### TASK 1
What is the total proposed budget in the grant application below?

--- SOURCE TEXT Enclosed Below ---

Project grants/Pronunciations of words for Wiktionary

From Wikimedia UK
Jump to navigation Jump to search

Basic information[edit | edit source]

Project Title (If applicable)
Microphone to record pronunciations of words for Wiktionary
Proposed by
Martin Michlmayr (Wikimedia user MartinMichlmayr)
Are you currently a member of Wikimedia UK?
No (I read the requirements; it seems this is not enforced but I can join if it's a problem)

Project description[edit | edit source]

Briefly describe the issue or problem that motivates this application. What needs are you meeting?
Wiktionary is a dictionary that contains many words in different languages. While Wiktionary explains the meaning of words, it's also important to know how they are correctly pronounced. When an audio file for a word is available on Wikimedia Commons, the pronunciation can be linked on Wiktionary. This greatly helps users of Wiktionary.
Sharing these pronunciations on Wikimedia Commons freely also offers many other use cases. For example, pronunciations can be used in Anki vocabulary decks. (Anki is a spaced repetition system that allows people to memorise certain things.)
The proposed budget is:
Description Cost
Rode NT-mini USB £85
Pop filter ~£20
Boom arm (stand) ~£20
Refreshments for volunteers £40
Total £165
I am currently based in the Philippines. I'm applying to Wikimedia UK as it directly fits into the mission and there are no grants from Wikimedia Foundation for this request. I used to be a UK resident.
Describe project activities. What will you use the funding to do?
Together with a Kenyan friend, I recorded several thousand pronunciations of Swahili words. I would like to complete this project and record several more thousand words, ideally covering the whole Swahili dictionary.
So far I used a pretty standard microphone. While the quality is okay(ish), I think a better microphone would lead to much better quality. It would also reduce the amount of work since we had to throw away a lot of recordings due to noise issues.
Hopefully, I can also use this microphone to record pronunciations for other languages in the future. I have the process of recording pronunciations figured out fairly well (recording, splitting files, uploading, etc).

--- End of Enclosed SOURCE TEXT ---

### TASK 2
Gather every line of the entries below that contains the string "rough".

--- DATA FOR PROCESSING Enclosed Below ---

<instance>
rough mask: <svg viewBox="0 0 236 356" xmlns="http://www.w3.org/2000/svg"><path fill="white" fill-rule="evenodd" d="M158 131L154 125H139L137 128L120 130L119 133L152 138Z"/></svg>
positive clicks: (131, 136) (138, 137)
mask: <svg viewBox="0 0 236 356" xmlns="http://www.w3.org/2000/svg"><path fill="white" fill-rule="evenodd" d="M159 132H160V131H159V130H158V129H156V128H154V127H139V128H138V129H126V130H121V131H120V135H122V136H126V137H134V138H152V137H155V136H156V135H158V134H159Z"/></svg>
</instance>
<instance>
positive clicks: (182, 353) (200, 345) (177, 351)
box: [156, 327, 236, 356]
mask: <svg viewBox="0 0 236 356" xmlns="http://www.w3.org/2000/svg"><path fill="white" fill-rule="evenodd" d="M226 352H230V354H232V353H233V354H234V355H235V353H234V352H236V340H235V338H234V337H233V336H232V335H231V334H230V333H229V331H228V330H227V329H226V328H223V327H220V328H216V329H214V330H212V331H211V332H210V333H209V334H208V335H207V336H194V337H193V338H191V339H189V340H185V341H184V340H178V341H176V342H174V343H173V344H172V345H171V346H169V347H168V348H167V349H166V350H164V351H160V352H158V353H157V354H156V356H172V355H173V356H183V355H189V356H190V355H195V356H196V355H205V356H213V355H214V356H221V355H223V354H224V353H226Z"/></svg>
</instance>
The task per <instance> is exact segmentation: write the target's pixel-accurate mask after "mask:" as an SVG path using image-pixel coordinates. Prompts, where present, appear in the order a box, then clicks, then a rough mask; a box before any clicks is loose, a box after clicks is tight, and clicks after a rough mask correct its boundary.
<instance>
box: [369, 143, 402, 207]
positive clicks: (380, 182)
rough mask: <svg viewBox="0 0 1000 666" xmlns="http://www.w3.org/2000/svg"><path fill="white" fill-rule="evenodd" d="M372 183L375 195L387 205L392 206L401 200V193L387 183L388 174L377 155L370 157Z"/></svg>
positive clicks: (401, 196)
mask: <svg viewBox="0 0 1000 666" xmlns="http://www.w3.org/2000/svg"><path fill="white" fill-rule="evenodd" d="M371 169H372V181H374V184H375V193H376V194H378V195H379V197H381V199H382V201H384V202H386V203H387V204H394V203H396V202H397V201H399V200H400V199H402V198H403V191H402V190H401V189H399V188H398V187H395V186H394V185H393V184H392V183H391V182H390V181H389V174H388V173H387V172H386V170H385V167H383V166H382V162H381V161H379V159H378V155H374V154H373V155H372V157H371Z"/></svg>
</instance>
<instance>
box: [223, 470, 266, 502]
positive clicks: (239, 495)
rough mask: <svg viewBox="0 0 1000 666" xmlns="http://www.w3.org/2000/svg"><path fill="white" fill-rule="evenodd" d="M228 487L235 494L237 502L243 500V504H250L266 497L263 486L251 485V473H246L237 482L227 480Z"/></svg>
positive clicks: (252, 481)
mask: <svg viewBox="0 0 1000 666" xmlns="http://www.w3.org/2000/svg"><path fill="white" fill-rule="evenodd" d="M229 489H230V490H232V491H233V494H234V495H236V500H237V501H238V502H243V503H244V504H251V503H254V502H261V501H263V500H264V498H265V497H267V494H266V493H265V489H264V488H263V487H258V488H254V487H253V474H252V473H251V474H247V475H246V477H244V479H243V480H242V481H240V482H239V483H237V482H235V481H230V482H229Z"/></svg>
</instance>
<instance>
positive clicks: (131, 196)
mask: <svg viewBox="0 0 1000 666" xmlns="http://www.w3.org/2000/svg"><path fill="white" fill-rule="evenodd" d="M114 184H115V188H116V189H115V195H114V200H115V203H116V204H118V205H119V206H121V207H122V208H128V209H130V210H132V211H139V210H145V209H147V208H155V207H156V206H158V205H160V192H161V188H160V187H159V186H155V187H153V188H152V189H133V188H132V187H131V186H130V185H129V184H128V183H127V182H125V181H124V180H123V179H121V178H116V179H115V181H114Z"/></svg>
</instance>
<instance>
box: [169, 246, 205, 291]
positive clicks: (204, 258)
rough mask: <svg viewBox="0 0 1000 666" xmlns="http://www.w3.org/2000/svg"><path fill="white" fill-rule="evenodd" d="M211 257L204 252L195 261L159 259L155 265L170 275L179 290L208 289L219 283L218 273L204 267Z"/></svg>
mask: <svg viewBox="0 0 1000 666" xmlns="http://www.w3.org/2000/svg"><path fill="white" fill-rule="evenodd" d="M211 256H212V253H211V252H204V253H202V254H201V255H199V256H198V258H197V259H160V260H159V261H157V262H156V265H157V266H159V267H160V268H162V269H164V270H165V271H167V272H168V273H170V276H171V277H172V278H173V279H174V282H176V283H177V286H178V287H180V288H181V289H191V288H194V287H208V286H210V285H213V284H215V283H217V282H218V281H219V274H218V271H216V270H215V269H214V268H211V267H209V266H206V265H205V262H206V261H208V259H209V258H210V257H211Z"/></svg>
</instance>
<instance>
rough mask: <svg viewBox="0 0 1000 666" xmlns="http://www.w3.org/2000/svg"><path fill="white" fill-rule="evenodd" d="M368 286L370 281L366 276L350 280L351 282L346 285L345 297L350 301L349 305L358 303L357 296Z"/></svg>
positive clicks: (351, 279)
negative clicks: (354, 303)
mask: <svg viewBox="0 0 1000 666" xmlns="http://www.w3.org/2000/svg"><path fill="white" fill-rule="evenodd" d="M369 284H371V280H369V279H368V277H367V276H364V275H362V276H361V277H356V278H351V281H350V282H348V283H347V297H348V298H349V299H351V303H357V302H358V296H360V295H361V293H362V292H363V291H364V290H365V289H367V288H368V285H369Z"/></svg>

--- End of Enclosed DATA FOR PROCESSING ---

### WORKED SOLUTION 1
£165

### WORKED SOLUTION 2
rough mask: <svg viewBox="0 0 236 356" xmlns="http://www.w3.org/2000/svg"><path fill="white" fill-rule="evenodd" d="M158 131L154 125H139L137 128L120 130L119 133L152 138Z"/></svg>
The task per <instance> is exact segmentation: write the target's pixel-accurate mask after "mask:" as an SVG path using image-pixel coordinates. Prompts, where present, appear in the order a box, then clicks, then a rough mask; a box before any clicks is loose, a box after clicks is tight, and clicks after a rough mask correct its boundary.
rough mask: <svg viewBox="0 0 1000 666" xmlns="http://www.w3.org/2000/svg"><path fill="white" fill-rule="evenodd" d="M372 183L375 195L387 205L392 206L401 200V193L387 183L388 174L377 155L370 157Z"/></svg>
rough mask: <svg viewBox="0 0 1000 666" xmlns="http://www.w3.org/2000/svg"><path fill="white" fill-rule="evenodd" d="M228 487L235 494L237 502L243 500V504H250L266 497L263 486L251 485V473H246L237 482L227 480Z"/></svg>
rough mask: <svg viewBox="0 0 1000 666" xmlns="http://www.w3.org/2000/svg"><path fill="white" fill-rule="evenodd" d="M211 257L204 252L195 261L159 259L155 265L170 275L179 290L208 289L219 283L218 273L204 267Z"/></svg>
rough mask: <svg viewBox="0 0 1000 666" xmlns="http://www.w3.org/2000/svg"><path fill="white" fill-rule="evenodd" d="M368 286L370 281L366 276L350 280L351 282L346 285L345 297L350 301L349 305L358 303L357 296Z"/></svg>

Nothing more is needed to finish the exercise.